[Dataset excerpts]
- - -

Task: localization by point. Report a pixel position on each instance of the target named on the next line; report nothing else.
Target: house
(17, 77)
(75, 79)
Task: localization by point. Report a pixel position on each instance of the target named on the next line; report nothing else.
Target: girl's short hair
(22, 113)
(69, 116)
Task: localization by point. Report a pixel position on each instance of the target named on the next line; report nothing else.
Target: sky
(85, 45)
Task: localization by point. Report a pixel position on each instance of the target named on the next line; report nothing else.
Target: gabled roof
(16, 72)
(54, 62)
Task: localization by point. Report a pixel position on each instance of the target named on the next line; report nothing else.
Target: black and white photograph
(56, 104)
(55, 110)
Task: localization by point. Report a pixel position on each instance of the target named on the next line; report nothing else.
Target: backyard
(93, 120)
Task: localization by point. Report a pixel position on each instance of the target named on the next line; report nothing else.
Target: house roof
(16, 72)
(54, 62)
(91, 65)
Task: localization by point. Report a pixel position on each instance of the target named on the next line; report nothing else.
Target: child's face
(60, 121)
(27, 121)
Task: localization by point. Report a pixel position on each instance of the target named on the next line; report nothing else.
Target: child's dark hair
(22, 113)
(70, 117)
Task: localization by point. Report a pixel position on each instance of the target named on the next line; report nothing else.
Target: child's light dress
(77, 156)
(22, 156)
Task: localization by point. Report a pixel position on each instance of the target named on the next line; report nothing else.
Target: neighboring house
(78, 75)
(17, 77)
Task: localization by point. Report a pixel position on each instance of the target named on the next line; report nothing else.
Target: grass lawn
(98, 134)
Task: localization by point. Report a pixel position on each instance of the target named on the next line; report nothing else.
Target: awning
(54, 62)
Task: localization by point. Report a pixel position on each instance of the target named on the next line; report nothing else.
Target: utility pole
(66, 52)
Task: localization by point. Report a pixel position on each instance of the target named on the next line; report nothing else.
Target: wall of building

- - -

» **TASK OBJECTIVE**
Copy the records word for word.

» **EXERCISE ANSWER**
Task: localization by point. Report a pixel position on each instance of the target named on the next line; report nothing else.
Target: house
(17, 77)
(75, 79)
Task: localization by point. Report a pixel position on each instance of the target named on the next line; report nothing else.
Target: girl's short hair
(22, 113)
(69, 116)
Task: localization by point. Report a pixel position on each instance of the target named on the next line; report nothing else.
Target: sky
(85, 45)
Task: localization by point. Report a pixel position on each instance of the target named on the next line; report nothing else.
Target: gabled roof
(16, 72)
(54, 62)
Task: localization by point. Report a pixel position on each instance of the target named on the next line; report nothing else.
Target: black and white photograph
(56, 104)
(55, 110)
Task: localization by point. Report a pixel position on each instance of the target named on the next line; report nothing else.
Target: backyard
(93, 120)
Task: localization by point. Report a pixel position on each instance of the target named on the next line; report nothing else.
Target: house roof
(16, 72)
(54, 62)
(91, 65)
Task: localization by point. Report a pixel position on each instance of the target named on the next line; report nothing else.
Target: child's face
(60, 121)
(27, 121)
Task: localization by point. Report a pixel position on each instance of the target named on the next line; report nothing else.
Target: child's dark hair
(22, 113)
(70, 117)
Task: localization by point. Report a pixel position on each instance of the target named on the next line; report nothing else.
Target: child's light dress
(77, 156)
(22, 156)
Task: localization by point. Report a pixel position on each instance of the target named on the next line; report nothing else.
Target: neighboring house
(78, 75)
(17, 77)
Task: localization by point. Report a pixel position on each instance of the target named on the next line; report nothing else.
Target: grass lawn
(98, 134)
Task: localization by point. Report a pixel position on each instance of the target named on the next line; report nothing else.
Target: awning
(54, 62)
Task: localization by point. Report a pixel position on each instance of the target named on the next line; report nothing else.
Target: utility pole
(66, 52)
Task: localization by point. Report a pixel position on each instance of the target named on the next line; report nothing else.
Target: wall of building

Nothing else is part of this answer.